# PROBLEM REQUIREMENTS
Reproduce every row from the start of the rows down to and including the line that contains "x=291, y=190", substituting "extended hand" for "outstretched hand" and leaving everything else unchanged.

# GIVEN RECORDS
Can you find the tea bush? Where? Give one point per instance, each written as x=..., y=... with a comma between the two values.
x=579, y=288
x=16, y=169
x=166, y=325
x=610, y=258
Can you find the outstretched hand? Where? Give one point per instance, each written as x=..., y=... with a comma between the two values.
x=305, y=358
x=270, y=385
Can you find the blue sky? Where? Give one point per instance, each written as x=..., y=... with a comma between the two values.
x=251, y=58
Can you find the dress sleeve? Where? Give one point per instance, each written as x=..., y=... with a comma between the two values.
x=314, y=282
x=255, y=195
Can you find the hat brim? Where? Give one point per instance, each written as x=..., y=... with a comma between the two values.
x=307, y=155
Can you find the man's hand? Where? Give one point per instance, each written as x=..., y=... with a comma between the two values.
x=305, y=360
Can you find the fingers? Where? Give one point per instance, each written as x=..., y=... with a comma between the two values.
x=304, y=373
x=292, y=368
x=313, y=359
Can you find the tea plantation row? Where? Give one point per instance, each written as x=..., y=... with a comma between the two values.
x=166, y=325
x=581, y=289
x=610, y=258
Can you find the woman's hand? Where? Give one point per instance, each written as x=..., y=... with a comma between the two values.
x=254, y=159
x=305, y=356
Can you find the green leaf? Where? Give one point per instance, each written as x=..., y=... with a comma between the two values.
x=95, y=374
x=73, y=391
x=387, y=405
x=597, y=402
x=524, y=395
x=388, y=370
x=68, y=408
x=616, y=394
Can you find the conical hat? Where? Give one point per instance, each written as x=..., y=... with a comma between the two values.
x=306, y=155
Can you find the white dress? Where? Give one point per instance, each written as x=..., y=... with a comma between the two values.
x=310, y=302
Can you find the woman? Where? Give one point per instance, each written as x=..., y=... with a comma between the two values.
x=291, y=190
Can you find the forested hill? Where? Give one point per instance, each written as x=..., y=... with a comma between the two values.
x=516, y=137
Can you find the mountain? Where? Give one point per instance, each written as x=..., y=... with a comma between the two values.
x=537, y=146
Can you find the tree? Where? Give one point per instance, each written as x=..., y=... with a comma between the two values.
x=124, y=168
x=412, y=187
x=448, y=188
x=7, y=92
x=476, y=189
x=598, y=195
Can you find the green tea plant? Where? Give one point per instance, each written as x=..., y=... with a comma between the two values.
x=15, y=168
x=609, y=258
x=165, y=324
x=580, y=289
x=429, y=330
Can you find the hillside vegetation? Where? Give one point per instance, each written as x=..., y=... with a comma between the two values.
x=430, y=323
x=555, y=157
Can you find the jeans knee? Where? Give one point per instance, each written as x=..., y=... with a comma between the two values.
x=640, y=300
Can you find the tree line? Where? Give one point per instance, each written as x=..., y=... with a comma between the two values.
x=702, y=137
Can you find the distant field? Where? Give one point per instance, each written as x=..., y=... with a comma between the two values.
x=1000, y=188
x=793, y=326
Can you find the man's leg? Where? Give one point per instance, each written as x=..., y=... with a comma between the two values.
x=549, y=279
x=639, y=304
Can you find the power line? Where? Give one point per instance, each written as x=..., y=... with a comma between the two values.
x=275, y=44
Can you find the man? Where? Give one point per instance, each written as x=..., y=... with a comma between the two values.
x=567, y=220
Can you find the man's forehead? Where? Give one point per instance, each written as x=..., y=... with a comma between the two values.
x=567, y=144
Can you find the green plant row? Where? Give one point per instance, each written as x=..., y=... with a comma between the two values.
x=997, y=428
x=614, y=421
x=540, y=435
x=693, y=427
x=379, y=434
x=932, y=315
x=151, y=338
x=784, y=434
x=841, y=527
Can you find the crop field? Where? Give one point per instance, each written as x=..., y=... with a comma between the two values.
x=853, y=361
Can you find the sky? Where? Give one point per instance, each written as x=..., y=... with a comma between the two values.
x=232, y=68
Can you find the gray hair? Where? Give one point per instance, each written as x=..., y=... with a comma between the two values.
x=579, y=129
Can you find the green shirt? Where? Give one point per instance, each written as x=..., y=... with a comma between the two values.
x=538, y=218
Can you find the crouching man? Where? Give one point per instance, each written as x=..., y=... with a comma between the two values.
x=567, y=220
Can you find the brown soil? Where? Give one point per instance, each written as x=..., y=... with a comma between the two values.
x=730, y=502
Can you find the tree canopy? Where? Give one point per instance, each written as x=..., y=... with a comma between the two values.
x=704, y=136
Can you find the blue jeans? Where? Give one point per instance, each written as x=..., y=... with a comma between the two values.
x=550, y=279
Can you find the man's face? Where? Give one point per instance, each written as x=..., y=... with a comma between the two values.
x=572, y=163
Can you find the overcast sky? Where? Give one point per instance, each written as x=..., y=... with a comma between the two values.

# CORRECT RESULT
Can you find the tea bush? Where? Give one point per instance, each written as x=..., y=... with a comma between the two values.
x=579, y=288
x=16, y=169
x=166, y=325
x=610, y=258
Can you find the extended hand? Where? Give one point per instance, each written as x=..., y=... with a comma between the two values.
x=305, y=358
x=270, y=385
Can you find the blue sky? Where? Give one point per instance, each written as x=..., y=... with a comma between the two values.
x=251, y=58
Can you find the dress sleeve? Where? Give one point per instance, each written as x=..., y=... with a comma between the two values.
x=314, y=282
x=255, y=195
Can you find the hat brim? Where? Give one point per instance, each written as x=..., y=... with a comma between the two values.
x=307, y=155
Can you find the man's hand? Where? Give one point per instance, each written as x=..., y=... with a comma between the two values.
x=305, y=360
Can you find the fingers? Where? Give one point per instance, each written as x=..., y=... with a comma between the two values.
x=304, y=373
x=292, y=368
x=313, y=359
Can you find the tea plantation row? Where? Give one point per instance, each written as x=..., y=... with a comma between the two values.
x=166, y=325
x=581, y=289
x=610, y=258
Can you find the woman's hand? Where? Give one point per instance, each written as x=..., y=... with a comma between the two values.
x=254, y=159
x=305, y=356
Can you find the green leaf? Where? Give one point per instance, each written as x=..., y=... with a comma between the two values.
x=95, y=374
x=73, y=391
x=387, y=405
x=597, y=402
x=524, y=395
x=388, y=370
x=68, y=408
x=616, y=394
Can you find the conical hat? Where? Give one point per instance, each written as x=..., y=... with a comma between the two values.
x=306, y=155
Can you find the white dress? Where? Give one point per instance, each written as x=..., y=... with a comma between the two values.
x=310, y=302
Can you find the woman? Where? Give one point per instance, each written as x=..., y=... with a comma between the two values.
x=291, y=190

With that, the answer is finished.